### WORK REQUEST 1:
Using the article on preventative Botox below, state whether each statement agrees with it: (a) Dr. Gunatheesan says the recommended time frames are between three and six months; (b) Dr. Gunatheesan would use more than 20 units per session; (c) Botox blocks nerve signals to the dynamic muscles of facial expression. Answer yes or no for each, quoting the deciding words of the article.
### WORK REQUEST 2:
Reproduce the part of the article on preventative Botox below, starting at "Does Preventative Botox Actually Work? A" and ending at "does ‘preventative Botox‘ actually work?".

### SUPPLIED TEXT:
========
Does Preventative Botox Actually Work? A Dermatologist Explains

The answer might surprise you

It wasn’t all that long ago that Botox was considered somewhat ‘taboo’, frequently associated with frozen faces and the Real Housewives. Now? The treatment is as commonplace as a haircut, with increasingly younger women opting for the injectable, hoping to mitigate wrinkles before they form.

But does ‘preventative Botox‘ actually work?

Here, we spoke to leading Australian dermatologist Dr. Shyamalar Gunatheesan to understand everything there is to know about the anti-ageing treatment, from how it works to whether it’s truly worth your money.

What Is Preventative Botox?

Before we dive into all the ins-and-outs of this popular cosmetics procedure, it’s vital to understand what it actually entails. According to Dr. Gunatheesan, preventative Botox works on the theory that commencing regular Botox injections prior to the appearance of wrinklesusually in one’s late twentieswill actually prevent the onset of said wrinkles and fine lines.

“Botox blocks the nerve signals to the dynamic muscles of facial expression, which [in theory] should then limit the repetitive movement and subsequent wrinkling of the overlying skin,” Dr. Gunatheesan tells marie claire.

How Often Do You Need Botox For It To be ‘Preventative’?

One facet of the treatment that is often left out of discussions about preventative Botox is that how often it’s needed to be considered ‘preventative’ will vary from person to person. Generally speaking, however, the time frames recommended are between three and six months, Dr. Gunatheesan notes.

“It would be different in each person based on which muscles are hyperactive and the way each person frowns, squints, etc.,” she explains.

“Ideally, I would recommend seeing a dermatologist, highly skilled in facial anatomy,  who can assess your needs, muscle movement and baseline skin canvas. I would not be using more than 20 units per session.”

Like the amount required and the time frame, the cost will vary from person to person, with most providers charging anywhere between $8 to $25 per unit, totalling anywhere from $240 to $400 per treatment.

Does Preventative Botox Actually Work?
========
### Recorded data:

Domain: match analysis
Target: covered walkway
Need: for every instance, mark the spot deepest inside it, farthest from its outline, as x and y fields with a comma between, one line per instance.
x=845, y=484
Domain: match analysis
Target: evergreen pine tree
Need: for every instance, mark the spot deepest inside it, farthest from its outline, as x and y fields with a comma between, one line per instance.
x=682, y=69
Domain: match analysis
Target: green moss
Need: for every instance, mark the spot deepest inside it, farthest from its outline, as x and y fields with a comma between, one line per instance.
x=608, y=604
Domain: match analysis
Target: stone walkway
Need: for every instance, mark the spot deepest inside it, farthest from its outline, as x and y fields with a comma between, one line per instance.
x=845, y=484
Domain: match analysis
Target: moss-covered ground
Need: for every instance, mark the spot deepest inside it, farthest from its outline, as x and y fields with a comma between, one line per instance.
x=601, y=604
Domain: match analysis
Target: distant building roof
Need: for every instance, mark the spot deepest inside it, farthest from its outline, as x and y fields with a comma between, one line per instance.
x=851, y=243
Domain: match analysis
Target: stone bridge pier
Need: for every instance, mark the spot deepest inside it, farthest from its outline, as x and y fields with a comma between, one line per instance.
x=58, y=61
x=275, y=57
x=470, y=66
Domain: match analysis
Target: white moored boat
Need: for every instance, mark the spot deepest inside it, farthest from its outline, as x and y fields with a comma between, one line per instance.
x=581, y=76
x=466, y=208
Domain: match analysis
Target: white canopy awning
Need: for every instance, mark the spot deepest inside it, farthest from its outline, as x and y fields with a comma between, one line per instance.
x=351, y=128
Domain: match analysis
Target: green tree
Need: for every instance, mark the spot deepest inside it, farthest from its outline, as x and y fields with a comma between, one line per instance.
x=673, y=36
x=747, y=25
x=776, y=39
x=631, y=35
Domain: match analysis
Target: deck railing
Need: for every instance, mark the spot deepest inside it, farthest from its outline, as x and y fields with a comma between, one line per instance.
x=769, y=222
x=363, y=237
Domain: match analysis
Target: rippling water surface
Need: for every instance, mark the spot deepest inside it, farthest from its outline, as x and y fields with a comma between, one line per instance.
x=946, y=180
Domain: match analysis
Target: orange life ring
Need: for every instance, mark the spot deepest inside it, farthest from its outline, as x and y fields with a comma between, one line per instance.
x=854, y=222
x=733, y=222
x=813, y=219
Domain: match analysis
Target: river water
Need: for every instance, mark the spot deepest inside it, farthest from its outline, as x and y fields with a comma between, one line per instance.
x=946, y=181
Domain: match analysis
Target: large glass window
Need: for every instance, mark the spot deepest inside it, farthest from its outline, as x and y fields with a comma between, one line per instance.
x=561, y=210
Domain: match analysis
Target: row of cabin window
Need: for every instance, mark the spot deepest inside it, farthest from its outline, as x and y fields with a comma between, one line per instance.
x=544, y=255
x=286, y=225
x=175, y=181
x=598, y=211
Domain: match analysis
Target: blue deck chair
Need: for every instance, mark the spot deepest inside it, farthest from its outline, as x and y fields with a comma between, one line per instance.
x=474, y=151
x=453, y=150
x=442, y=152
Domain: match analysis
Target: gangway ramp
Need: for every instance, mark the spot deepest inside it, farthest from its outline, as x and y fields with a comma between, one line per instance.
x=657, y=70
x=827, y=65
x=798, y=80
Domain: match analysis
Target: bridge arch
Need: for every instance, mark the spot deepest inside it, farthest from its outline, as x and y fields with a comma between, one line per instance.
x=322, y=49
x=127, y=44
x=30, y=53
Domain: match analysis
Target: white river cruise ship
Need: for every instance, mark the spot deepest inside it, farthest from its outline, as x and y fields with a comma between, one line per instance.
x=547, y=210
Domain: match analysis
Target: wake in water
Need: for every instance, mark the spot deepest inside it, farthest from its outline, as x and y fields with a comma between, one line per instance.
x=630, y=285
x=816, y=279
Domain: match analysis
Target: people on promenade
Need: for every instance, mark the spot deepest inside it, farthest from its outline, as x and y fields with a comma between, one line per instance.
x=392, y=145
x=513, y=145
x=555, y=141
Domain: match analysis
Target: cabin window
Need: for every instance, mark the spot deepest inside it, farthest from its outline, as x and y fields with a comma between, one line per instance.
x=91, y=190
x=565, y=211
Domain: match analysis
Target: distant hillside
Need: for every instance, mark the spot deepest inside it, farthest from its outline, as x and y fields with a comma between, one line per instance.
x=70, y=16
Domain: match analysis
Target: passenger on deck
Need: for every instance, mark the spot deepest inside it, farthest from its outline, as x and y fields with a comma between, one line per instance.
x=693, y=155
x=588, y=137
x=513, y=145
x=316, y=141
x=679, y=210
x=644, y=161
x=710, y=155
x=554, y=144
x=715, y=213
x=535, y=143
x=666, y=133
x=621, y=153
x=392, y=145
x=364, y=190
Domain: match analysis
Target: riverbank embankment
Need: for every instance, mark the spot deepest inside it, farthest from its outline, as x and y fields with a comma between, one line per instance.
========
### EXERCISE RESPONSE 1:
(a) Yes: "the time frames recommended are between three and six months"
(b) No: "I would not be using more than 20 units per session."
(c) Yes: "Botox blocks the nerve signals to the dynamic muscles of facial expression"

### EXERCISE RESPONSE 2:
Does Preventative Botox Actually Work? A Dermatologist Explains

The answer might surprise you

It wasn’t all that long ago that Botox was considered somewhat ‘taboo’, frequently associated with frozen faces and the Real Housewives. Now? The treatment is as commonplace as a haircut, with increasingly younger women opting for the injectable, hoping to mitigate wrinkles before they form.

But does ‘preventative Botox‘ actually work?